***** The data *****

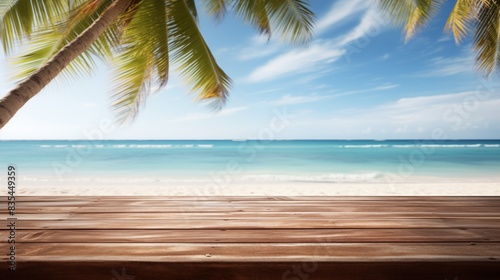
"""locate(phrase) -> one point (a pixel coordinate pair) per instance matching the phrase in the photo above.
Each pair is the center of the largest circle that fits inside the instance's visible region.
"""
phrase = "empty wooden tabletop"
(253, 238)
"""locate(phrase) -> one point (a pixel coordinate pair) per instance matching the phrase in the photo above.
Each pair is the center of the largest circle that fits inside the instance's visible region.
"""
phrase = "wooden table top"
(254, 238)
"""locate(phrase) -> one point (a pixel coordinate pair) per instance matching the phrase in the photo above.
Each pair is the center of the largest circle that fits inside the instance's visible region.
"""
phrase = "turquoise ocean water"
(294, 160)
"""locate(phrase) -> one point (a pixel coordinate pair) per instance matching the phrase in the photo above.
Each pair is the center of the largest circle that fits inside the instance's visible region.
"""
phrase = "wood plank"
(252, 215)
(259, 252)
(263, 198)
(427, 270)
(117, 208)
(228, 203)
(260, 236)
(257, 223)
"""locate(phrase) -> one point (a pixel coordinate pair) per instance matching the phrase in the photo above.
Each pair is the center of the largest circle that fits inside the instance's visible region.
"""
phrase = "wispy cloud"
(376, 88)
(370, 25)
(297, 61)
(203, 116)
(322, 53)
(291, 99)
(339, 12)
(442, 67)
(414, 117)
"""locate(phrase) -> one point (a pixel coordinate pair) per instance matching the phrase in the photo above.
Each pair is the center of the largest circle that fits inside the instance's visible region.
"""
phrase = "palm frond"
(291, 19)
(192, 7)
(254, 12)
(20, 18)
(195, 62)
(143, 59)
(44, 44)
(411, 14)
(459, 19)
(486, 38)
(216, 8)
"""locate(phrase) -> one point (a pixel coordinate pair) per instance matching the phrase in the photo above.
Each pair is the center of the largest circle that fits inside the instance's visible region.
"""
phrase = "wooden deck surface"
(283, 238)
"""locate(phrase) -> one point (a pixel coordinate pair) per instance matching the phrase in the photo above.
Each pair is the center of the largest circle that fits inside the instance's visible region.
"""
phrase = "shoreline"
(429, 188)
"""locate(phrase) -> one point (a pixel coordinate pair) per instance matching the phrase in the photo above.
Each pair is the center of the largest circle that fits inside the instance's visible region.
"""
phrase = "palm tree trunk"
(28, 88)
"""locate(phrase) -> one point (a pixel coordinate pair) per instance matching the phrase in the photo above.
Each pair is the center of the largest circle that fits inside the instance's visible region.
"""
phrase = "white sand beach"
(464, 187)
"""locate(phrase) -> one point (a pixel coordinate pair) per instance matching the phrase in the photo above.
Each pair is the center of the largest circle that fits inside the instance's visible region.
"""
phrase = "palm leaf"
(216, 8)
(46, 43)
(192, 7)
(292, 19)
(142, 60)
(459, 19)
(20, 18)
(411, 14)
(196, 63)
(254, 12)
(486, 38)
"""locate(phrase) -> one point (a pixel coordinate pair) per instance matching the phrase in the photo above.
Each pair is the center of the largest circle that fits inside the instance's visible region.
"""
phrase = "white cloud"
(203, 116)
(290, 99)
(457, 115)
(442, 67)
(297, 61)
(321, 53)
(341, 11)
(370, 25)
(377, 88)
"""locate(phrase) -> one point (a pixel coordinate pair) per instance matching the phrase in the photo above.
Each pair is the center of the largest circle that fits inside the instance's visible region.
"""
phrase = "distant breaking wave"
(130, 146)
(320, 178)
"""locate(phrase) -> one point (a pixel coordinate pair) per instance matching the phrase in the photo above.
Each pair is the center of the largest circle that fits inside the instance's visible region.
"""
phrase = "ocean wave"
(255, 178)
(129, 146)
(364, 146)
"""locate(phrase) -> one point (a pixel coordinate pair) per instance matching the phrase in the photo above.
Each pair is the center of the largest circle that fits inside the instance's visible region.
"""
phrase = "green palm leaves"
(143, 42)
(482, 17)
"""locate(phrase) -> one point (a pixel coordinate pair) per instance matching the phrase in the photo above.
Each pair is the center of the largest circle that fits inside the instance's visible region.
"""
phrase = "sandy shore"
(430, 188)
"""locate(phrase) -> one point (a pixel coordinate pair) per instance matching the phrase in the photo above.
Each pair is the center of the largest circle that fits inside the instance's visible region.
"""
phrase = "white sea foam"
(365, 146)
(205, 146)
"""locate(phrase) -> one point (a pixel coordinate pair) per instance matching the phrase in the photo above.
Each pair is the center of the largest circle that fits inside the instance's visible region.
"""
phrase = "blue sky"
(357, 79)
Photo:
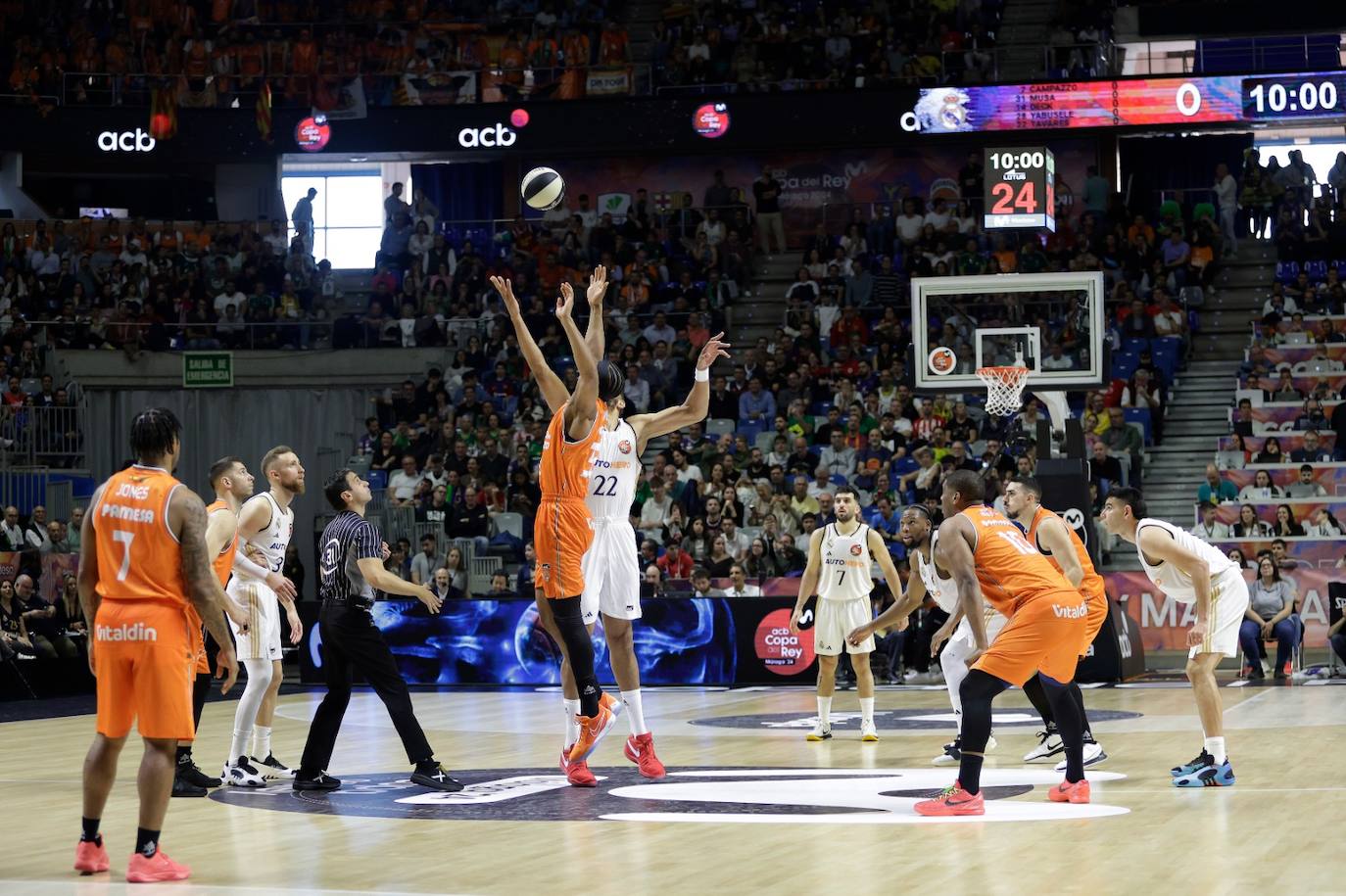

*****

### What the task asks:
Copy the records exactly as they appear, leaving every picture out.

### Result:
"""locate(phrase) -> one point (a pixel coordinate pair) per instance matching the phrase in the photo above.
Each pair is the center of the largest circle that fits inside the instance's visible region.
"""
phrase = "empty wooden tabletop"
(253, 238)
"""locate(phrase) -> one point (a pixel coordinate pair) per instance matching the phrase in the photo above.
Each pair is the center of the largest circle that fits inside the instance's visible region.
"""
phrase = "wooden table top"
(254, 238)
"""locate(phrase) -> one point (a pixel coordinate pair) per instance matching the phrase in the photo above.
Each pair is the center of the largest circle that fits inside the instance's visible region.
"""
phrase = "turquoise ocean water"
(294, 160)
"""locate(phrase) -> one point (a pixel coordinate pair) per instance matching the phrase in the photo above.
Each pair is the center of the largest circle that fits inside the instance's visible region.
"""
phrase = "wood plank"
(252, 215)
(259, 252)
(263, 198)
(427, 270)
(117, 208)
(228, 203)
(260, 236)
(257, 223)
"""locate(phrase) -> one point (a pixel coordinate pair) per instance matching the phrase in the photo above.
Each pair is the center of the largest circle that fits inside the instance's visible region.
"""
phrase = "wispy cloud"
(376, 88)
(370, 25)
(297, 61)
(203, 116)
(322, 53)
(291, 99)
(339, 12)
(442, 67)
(414, 117)
"""locate(phrase) -> one point (a pixel coordinate pair) per instance matching the phrase in the photo above.
Each pair is the center of the largest circle that fits inside the instance's visible region.
"""
phrase = "palm frond"
(291, 19)
(192, 7)
(254, 12)
(20, 18)
(195, 62)
(143, 59)
(44, 44)
(411, 14)
(459, 19)
(486, 38)
(216, 8)
"""locate(phrase) -> one point (a pixel coordinate pair) per instance matching the phrase in the photo above.
Each pair is the center of the largest circle that fits inside the instance's visible region.
"""
phrase = "wooden deck surface"
(283, 238)
"""locate(phrase) -> one point (a pixel coordinate pair) per instance matching the phrase in the photo above.
Each pair is the center of the largest circle that fits inside the instance's visible region.
"""
phrase = "shoreline"
(429, 188)
"""locate(phrase) -> one point (a pixel coordinate pair) per instance matching the phrase in the photo above.
Each pair is the center of the largest circle that fits inside the instance's visible region.
"""
phrase = "palm tree trunk"
(28, 88)
"""locate(phrase) -> one point (a pixel coordinate pair) per instance matching the phrase in the photo above.
Each pair is the center of the largest circle that fits inside the instance's visible region.
"""
phrase = "white sand beach"
(464, 187)
"""locate(phrase) -> one point (a pixel coordinate pair) per instance matching the phrase in the photo above.
Each pair is the center of the largest circle that fits inside the instance's visible region.
"""
phrase = "palm leaf"
(216, 8)
(46, 43)
(192, 7)
(292, 19)
(142, 60)
(459, 19)
(20, 18)
(411, 14)
(196, 63)
(254, 12)
(486, 38)
"""locate(phrase) -> one point (a pixel coordinate pair) per instance matching the phrase in the photo above.
Each pair is the center of the largest circle that fits inside the instance's visible region.
"""
phrase = "white cloud"
(203, 116)
(290, 99)
(457, 115)
(442, 67)
(297, 61)
(321, 53)
(341, 11)
(370, 25)
(377, 88)
"""locate(phrase) -> one point (a pixel coordinate pair) per instance matching the phrase in the photo above.
Each pair is the center of the largest circle that fits inside the instance's visible region.
"""
phrase = "distant breaking wave"
(130, 146)
(320, 178)
"""locate(phrase) -> one point (a pixel coordinate pair) per instance matching the phrase in the photo above.
Each pair is the center of the largest circle that fits inside the instance's visible region.
"""
phrase = "ocean wave"
(255, 178)
(129, 146)
(364, 146)
"""locate(phrase) -> one point (a pixel coordinate pair) per instance matching the phrase in the photo above.
Each pair is the center of the largest circle that fits inside the instance's visible region.
"""
phrase = "green palm leaves"
(143, 42)
(482, 17)
"""locate(phrase) -> one point (a pixel coordinate pair) per instance matching the phrase in the photo above.
Each pair is the center of the largest circle that fits inside the instance's visible region.
"""
phrase = "sandy shore"
(430, 188)
"""locate(phrase) -> one point (a pixel coordinate pair) per instance matching the phrase in the photo above.
Each pair is the center of the largest circle that fits inside the instance's visible region.
"""
phrase = "white sea foam"
(365, 146)
(205, 146)
"""locate(phrase) -> one point (a pixel coordinate pair) per instance matching the phrase in the photo above.
Each pair is the center of the largest circle that fits inside the instance's visible region.
"""
phrase = "blue sky"
(357, 79)
Photo:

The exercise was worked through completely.